## [SHORT EXERCISE 1]
Translate this sentence from the abstract on hybrid warfare into Spanish: "These ecologies likewise create a hybrid thinking and cognitive depth based upon this unique understanding."

Cognitive Depth and Hybrid Warfare: Exploring the Nature of Unique Time, Space, and Logic Frames
Abstract
Over ten years have passed since the concept of hybrid warfare entered military and political discourse, and a shared understanding of what hybrid warfare is and how it relates to hybrid threats remains elusive. The concept of a hybrid threat has formally entered US Army doctrine, but doctrinal definitions and conceptualizations remain fixated on capabilities and tactics and lack context and explanation. Understanding hybrid warfare must also reflect an understanding of the unique strategic purpose and logic frames that emerge from the ideological, socio-political, and physical ecologies in which a hybrid threat exists. These ecologies likewise create a hybrid thinking and cognitive depth based upon this unique understanding. Therefore, understanding cognitive depth and visualizing hybrid threats as systems is a critically key aspect to understanding hybrid threats and their unique expressions of hybrid warfare. To date, Hezbollah's performance in the Second Lebanon War primarily served as an often-cited example of a hybrid threat based largely on their irregular organization, conventional capabilities, and perceived efficacy against the Israeli Defense Forces. This is an incomplete interpretation, and it ignores how Hezbollah's organization and capabilities were functions of an operational system informed by a unique and contextual hybrid strategy. This monograph seeks to demonstrate how Hezbollah, as a hybrid threat, arranged its operational system on a cognitive and physical depth informed by unique time, space, and logic frames.

## [RECORDS FOR THIS EXERCISE]
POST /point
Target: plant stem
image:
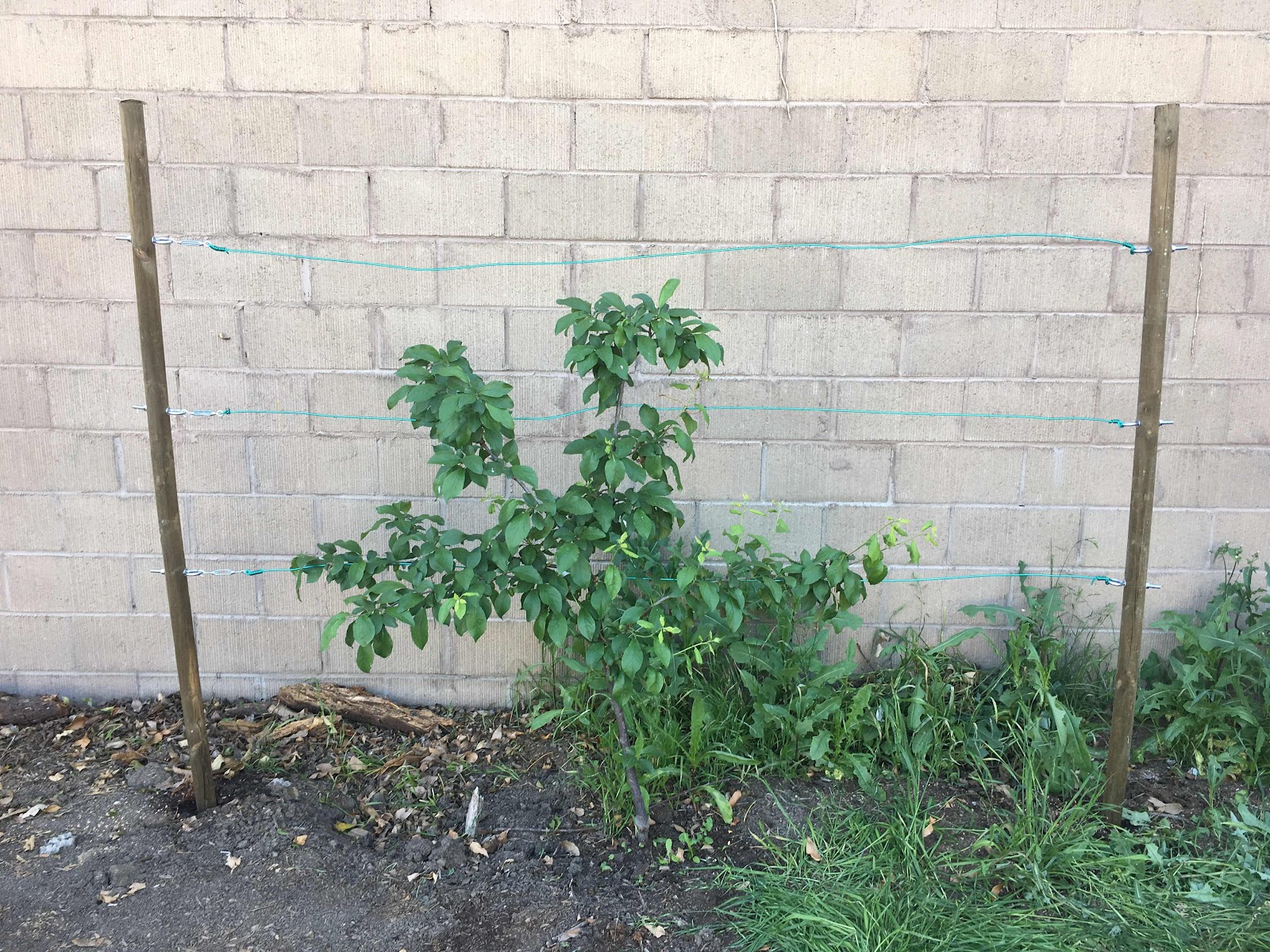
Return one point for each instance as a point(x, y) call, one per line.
point(632, 777)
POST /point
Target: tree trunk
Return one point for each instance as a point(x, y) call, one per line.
point(632, 776)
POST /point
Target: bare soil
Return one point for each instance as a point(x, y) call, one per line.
point(333, 837)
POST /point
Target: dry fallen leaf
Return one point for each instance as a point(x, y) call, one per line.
point(1159, 806)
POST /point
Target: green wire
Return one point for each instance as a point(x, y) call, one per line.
point(230, 412)
point(676, 254)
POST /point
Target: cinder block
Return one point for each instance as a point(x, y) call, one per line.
point(779, 139)
point(724, 471)
point(836, 344)
point(295, 57)
point(241, 129)
point(927, 473)
point(1212, 476)
point(251, 526)
point(1250, 414)
point(899, 397)
point(1210, 143)
point(498, 135)
point(1238, 69)
point(260, 645)
point(1227, 347)
point(336, 338)
point(949, 206)
point(32, 522)
point(518, 286)
point(198, 274)
point(436, 60)
point(285, 202)
point(206, 463)
point(502, 10)
point(186, 200)
point(1006, 535)
point(1077, 476)
point(1165, 67)
point(1200, 412)
point(591, 281)
point(1068, 14)
point(1225, 278)
point(981, 65)
point(657, 13)
point(850, 526)
point(79, 126)
point(1118, 209)
point(1180, 539)
point(1033, 397)
point(364, 393)
point(575, 63)
point(1058, 278)
point(708, 209)
point(18, 278)
point(194, 336)
point(27, 405)
point(954, 346)
point(1087, 346)
point(827, 473)
point(1236, 211)
point(46, 197)
point(52, 332)
point(159, 55)
point(1068, 140)
point(836, 67)
point(696, 63)
point(745, 342)
point(944, 139)
point(245, 390)
point(803, 524)
point(44, 54)
point(336, 282)
point(368, 131)
point(787, 279)
point(97, 397)
point(757, 424)
point(110, 524)
point(310, 463)
point(852, 209)
point(40, 583)
point(577, 206)
point(408, 202)
point(912, 279)
point(924, 14)
point(480, 329)
point(57, 461)
point(628, 137)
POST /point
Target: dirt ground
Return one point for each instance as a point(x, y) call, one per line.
point(337, 837)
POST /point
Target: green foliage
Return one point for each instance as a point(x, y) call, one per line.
point(1039, 879)
point(633, 613)
point(1208, 701)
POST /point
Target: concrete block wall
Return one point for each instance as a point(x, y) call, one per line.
point(467, 131)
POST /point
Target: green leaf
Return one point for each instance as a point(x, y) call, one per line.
point(518, 530)
point(633, 658)
point(332, 628)
point(364, 630)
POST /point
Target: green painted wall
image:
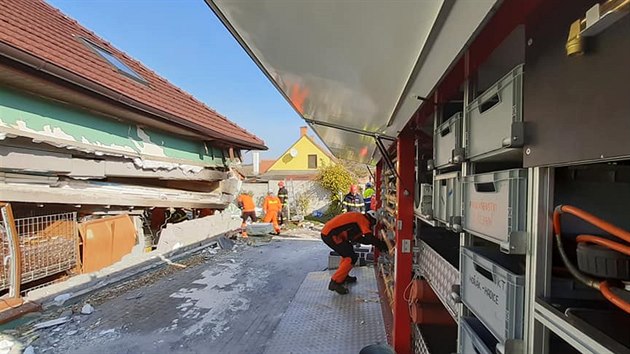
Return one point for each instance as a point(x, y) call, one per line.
point(27, 114)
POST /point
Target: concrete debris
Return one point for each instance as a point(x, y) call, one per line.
point(169, 262)
point(225, 243)
point(133, 297)
point(60, 299)
point(6, 346)
point(87, 309)
point(51, 323)
point(106, 332)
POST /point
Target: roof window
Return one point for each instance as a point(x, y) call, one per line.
point(115, 62)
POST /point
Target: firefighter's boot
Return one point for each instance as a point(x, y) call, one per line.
point(339, 288)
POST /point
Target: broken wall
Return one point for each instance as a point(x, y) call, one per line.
point(64, 126)
point(319, 198)
point(191, 231)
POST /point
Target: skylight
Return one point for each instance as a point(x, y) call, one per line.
point(110, 58)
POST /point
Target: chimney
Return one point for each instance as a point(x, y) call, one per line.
point(256, 162)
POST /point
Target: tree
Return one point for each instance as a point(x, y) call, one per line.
point(336, 179)
point(359, 170)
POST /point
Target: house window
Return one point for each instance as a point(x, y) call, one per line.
point(312, 161)
point(112, 60)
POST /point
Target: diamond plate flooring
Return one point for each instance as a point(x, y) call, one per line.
point(321, 321)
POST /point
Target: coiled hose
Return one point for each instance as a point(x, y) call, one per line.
point(602, 285)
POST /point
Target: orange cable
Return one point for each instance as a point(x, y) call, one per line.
point(603, 286)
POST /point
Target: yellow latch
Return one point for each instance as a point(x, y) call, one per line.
point(597, 19)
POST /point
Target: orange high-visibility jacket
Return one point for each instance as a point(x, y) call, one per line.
point(246, 202)
point(272, 204)
point(347, 227)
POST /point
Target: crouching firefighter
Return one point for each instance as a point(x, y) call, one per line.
point(339, 234)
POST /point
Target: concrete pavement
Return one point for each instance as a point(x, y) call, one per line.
point(229, 302)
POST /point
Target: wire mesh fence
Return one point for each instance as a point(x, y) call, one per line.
point(48, 245)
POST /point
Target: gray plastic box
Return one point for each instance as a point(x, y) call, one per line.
point(447, 143)
point(493, 288)
point(475, 338)
point(447, 197)
point(494, 120)
point(495, 208)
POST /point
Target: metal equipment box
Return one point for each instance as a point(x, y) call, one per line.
point(475, 338)
point(495, 208)
point(424, 200)
point(447, 143)
point(447, 197)
point(493, 288)
point(494, 120)
point(441, 275)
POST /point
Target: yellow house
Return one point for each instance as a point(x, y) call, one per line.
point(303, 158)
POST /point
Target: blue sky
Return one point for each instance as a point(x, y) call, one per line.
point(184, 42)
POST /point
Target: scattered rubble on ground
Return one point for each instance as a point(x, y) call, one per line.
point(51, 323)
point(66, 323)
point(87, 309)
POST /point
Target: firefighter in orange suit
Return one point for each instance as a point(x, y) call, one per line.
point(271, 207)
point(339, 234)
point(248, 210)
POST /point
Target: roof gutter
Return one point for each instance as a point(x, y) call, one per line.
point(61, 73)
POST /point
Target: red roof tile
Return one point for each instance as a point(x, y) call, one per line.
point(41, 30)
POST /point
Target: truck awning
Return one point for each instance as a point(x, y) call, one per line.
point(354, 64)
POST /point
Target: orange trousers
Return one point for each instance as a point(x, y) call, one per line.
point(345, 266)
point(272, 217)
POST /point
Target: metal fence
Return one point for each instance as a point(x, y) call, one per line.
point(48, 245)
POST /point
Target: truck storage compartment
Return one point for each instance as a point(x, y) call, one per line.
point(495, 208)
point(475, 337)
point(424, 200)
point(447, 142)
point(447, 199)
point(442, 276)
point(494, 120)
point(493, 288)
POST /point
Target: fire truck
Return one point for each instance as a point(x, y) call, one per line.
point(500, 132)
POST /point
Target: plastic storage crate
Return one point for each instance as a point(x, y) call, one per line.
point(495, 208)
point(494, 120)
point(447, 197)
point(475, 338)
point(447, 143)
point(493, 288)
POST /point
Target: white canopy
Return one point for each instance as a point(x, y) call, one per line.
point(352, 63)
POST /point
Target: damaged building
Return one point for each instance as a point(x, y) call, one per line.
point(86, 130)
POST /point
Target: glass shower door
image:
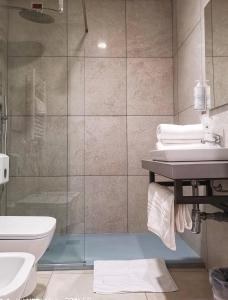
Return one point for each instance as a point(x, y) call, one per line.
point(40, 132)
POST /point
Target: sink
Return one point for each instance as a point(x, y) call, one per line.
point(15, 268)
point(211, 154)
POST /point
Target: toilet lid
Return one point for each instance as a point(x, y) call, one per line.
point(19, 227)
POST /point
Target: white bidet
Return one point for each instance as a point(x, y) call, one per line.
point(15, 269)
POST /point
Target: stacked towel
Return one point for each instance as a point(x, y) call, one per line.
point(180, 133)
point(172, 136)
point(163, 218)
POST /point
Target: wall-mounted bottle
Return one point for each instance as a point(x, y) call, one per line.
point(200, 96)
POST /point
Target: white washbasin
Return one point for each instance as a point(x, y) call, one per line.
point(190, 154)
point(15, 268)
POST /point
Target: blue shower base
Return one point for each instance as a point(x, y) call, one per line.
point(75, 249)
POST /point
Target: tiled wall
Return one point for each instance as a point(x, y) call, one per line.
point(103, 106)
point(3, 71)
point(189, 66)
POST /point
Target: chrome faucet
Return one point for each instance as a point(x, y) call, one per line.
point(212, 138)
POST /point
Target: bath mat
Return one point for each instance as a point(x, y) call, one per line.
point(131, 276)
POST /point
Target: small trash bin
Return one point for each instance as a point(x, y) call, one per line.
point(219, 282)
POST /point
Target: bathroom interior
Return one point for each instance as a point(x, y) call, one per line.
point(85, 87)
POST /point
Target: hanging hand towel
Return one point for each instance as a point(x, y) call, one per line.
point(161, 214)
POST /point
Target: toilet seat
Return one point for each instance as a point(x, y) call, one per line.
point(25, 228)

## [SHORT EXERCISE 2]
How many lines in the entries above contain the string "wall"? Reply with the number alone.

## [REPLY 1]
Estas ecologías crean asimismo un pensamiento híbrido y una profundidad cognitiva basados en esta comprensión singular.

## [REPLY 2]
5